**EXTRACT:**
§ §
The staple food in Zambia is called Nshima and it is made from Maize (corn) meal. This food is usually eaten together with vegetables and various types of meat products. Food waste is usually generated as leftovers of Nshima and vegetables in most restaraunts as well as canteens. As an example, a canteen at one of the mines in Zambia serves over 7, 000 meal packs (mostly Nshima, meat and vegetables) per 8 hour shift in a day. The majority of the consumers of these meals fail to finish their allocated portion; as a result, this left over food ends up being thrown at the dump site. This left over food can be collected and given to pigs as their main meal; this can then be supplemented with lesser portions of protein rich animal feed. The rationale is that the biggest portion of the feed for pigs is maize and the pigs can consume it even in its processed form (Nshima).
Similarly, in the process of making maize meal, finer maize grains and roughage is produced which with addition of food supplements such as vitamins can form additional food for pigs. So the milling companies can be encouraged to sweep/clean their milling plants and the waste can be used to feed pigs.
During the rainy season in Zambia, there is a massive production of fruits and vegetables; however, there are very limited techniques as well as machinery for processing or storage of the excess food/ crops. As a result, over 25% of the crop produced in this season goes to the dump sites especially at the markets or on the farms. These waste vegetables and fruits can also be used as food supplements for pigs.
My view is that instead of leaving the leftover food and excess vegetables to rot at the dump sites, farmers and marketers should be encouraged to give it to animals specifically pigs which in our communities have been known to eat most of the foods that human beings eat.
This will not only reduce wastage of food but will also promote recycling. This however needs investment in campaigns that can promote awareness of this subject as well as interventions that would encourage farmers and carteens to segregate thier waste or excess food.
§ §
**Point localization data:**
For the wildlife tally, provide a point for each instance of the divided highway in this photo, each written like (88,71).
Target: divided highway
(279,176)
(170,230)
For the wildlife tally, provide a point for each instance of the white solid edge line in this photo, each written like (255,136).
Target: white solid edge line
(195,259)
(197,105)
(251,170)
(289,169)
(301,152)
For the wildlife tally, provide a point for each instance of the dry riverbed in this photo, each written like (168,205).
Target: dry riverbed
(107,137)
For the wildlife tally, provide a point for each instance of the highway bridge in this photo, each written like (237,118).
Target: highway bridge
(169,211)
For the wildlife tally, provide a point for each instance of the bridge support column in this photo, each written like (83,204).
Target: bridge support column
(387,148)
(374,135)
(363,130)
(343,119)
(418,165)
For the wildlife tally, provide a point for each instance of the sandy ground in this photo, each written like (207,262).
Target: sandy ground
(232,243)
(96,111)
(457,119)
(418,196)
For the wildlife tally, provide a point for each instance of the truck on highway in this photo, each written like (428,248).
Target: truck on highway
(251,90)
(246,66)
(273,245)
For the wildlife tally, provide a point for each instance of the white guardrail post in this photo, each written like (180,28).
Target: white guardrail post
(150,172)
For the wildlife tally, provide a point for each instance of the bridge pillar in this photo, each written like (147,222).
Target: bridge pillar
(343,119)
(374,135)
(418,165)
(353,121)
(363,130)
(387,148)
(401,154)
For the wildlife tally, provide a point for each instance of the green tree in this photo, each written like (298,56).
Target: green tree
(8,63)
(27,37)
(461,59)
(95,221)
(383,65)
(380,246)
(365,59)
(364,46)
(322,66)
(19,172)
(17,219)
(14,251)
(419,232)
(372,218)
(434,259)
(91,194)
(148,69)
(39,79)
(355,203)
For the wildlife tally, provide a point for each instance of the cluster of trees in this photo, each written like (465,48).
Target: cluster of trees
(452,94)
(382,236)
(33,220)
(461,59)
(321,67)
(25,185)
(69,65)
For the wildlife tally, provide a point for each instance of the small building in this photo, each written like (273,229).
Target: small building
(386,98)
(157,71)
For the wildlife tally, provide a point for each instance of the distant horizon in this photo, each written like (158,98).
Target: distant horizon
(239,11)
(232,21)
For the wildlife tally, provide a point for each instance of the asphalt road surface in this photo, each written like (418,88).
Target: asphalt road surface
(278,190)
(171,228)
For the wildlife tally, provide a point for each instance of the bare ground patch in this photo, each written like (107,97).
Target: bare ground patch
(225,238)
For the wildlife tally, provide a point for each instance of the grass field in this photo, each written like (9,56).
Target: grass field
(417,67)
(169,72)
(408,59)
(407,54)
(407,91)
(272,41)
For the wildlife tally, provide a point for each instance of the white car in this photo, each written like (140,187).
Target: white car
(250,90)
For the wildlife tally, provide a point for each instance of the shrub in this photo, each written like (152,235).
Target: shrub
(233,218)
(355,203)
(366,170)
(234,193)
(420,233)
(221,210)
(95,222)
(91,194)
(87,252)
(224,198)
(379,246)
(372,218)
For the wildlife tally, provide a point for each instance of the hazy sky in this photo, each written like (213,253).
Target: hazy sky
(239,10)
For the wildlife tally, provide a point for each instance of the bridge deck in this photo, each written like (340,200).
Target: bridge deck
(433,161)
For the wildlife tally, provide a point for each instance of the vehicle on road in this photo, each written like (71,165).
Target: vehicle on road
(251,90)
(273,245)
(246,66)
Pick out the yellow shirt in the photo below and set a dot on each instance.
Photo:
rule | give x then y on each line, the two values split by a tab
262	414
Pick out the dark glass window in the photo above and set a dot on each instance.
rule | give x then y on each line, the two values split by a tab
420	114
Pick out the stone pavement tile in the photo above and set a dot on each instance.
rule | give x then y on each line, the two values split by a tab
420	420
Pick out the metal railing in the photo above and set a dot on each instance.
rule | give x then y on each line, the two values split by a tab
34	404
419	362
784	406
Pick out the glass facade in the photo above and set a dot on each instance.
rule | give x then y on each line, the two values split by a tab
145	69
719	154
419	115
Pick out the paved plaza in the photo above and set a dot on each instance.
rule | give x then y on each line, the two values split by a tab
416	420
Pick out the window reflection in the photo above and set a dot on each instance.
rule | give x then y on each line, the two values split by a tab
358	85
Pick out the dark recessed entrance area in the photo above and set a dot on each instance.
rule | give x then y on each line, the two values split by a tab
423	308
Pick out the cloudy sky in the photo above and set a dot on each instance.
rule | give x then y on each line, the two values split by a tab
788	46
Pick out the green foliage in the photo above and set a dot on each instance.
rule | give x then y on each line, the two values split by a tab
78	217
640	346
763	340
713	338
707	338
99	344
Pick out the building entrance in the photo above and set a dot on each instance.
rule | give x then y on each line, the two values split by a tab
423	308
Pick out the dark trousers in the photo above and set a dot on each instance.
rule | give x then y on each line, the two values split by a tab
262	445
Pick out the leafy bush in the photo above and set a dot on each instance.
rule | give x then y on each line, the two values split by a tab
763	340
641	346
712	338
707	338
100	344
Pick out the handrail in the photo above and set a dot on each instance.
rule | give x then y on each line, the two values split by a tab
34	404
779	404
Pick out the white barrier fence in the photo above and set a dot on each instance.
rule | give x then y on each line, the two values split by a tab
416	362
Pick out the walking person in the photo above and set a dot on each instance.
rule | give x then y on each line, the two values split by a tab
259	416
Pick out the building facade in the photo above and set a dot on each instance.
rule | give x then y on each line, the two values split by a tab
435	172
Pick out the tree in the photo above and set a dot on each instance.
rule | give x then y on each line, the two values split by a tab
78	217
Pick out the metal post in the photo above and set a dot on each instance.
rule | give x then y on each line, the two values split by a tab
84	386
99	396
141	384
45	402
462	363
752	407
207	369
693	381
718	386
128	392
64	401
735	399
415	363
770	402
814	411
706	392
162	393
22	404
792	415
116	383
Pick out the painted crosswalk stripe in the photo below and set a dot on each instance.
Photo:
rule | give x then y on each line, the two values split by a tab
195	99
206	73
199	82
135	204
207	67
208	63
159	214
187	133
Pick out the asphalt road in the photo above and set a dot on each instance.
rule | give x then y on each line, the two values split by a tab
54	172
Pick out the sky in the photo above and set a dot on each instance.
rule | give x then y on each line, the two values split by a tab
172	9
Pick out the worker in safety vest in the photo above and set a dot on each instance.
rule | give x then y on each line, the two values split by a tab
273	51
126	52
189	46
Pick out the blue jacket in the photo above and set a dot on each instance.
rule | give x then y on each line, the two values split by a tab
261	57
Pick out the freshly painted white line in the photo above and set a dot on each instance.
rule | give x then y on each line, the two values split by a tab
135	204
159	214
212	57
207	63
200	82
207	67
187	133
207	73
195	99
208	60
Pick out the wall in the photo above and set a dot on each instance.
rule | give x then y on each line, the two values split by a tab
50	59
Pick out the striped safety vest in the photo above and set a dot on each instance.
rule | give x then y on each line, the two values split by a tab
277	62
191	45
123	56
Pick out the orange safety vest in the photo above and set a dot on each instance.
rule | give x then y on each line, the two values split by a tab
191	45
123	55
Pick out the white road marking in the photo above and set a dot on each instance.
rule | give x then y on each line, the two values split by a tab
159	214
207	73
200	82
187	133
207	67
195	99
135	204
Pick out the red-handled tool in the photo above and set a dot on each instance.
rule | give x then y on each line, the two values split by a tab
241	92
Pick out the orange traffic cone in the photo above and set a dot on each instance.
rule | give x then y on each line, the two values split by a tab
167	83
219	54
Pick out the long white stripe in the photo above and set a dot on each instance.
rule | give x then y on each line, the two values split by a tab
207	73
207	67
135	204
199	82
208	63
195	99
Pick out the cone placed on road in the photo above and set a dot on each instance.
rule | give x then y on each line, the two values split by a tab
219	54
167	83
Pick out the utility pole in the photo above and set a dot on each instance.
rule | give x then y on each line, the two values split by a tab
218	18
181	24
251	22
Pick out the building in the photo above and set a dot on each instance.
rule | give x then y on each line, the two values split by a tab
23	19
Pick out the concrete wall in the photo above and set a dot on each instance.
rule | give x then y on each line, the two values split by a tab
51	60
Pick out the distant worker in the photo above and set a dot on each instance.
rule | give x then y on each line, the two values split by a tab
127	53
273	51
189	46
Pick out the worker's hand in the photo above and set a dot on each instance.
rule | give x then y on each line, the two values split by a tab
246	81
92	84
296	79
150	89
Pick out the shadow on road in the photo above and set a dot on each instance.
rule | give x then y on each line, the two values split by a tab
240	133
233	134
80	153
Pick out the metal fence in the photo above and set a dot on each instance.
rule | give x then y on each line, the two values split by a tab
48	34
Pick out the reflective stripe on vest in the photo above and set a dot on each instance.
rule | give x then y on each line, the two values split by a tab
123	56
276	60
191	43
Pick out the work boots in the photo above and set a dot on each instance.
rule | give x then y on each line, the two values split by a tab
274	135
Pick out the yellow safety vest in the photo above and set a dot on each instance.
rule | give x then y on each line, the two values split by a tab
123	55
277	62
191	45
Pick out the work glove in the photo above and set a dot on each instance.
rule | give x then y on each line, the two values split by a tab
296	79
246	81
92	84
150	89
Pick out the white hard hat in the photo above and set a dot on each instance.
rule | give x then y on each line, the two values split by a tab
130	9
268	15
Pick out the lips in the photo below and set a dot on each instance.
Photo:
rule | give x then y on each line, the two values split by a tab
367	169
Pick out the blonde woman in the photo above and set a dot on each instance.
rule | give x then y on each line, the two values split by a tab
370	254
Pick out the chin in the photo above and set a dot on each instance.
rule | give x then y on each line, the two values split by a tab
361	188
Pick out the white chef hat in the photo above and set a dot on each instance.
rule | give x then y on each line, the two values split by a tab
§ §
**WHAT THIS TASK INVOLVES:** From the piece on feeding food waste to pigs in Zambia, reproduce the passage between "This will not" and "or excess food.", inclusive.

**FINAL ANSWER:**
This will not only reduce wastage of food but will also promote recycling. This however needs investment in campaigns that can promote awareness of this subject as well as interventions that would encourage farmers and carteens to segregate thier waste or excess food.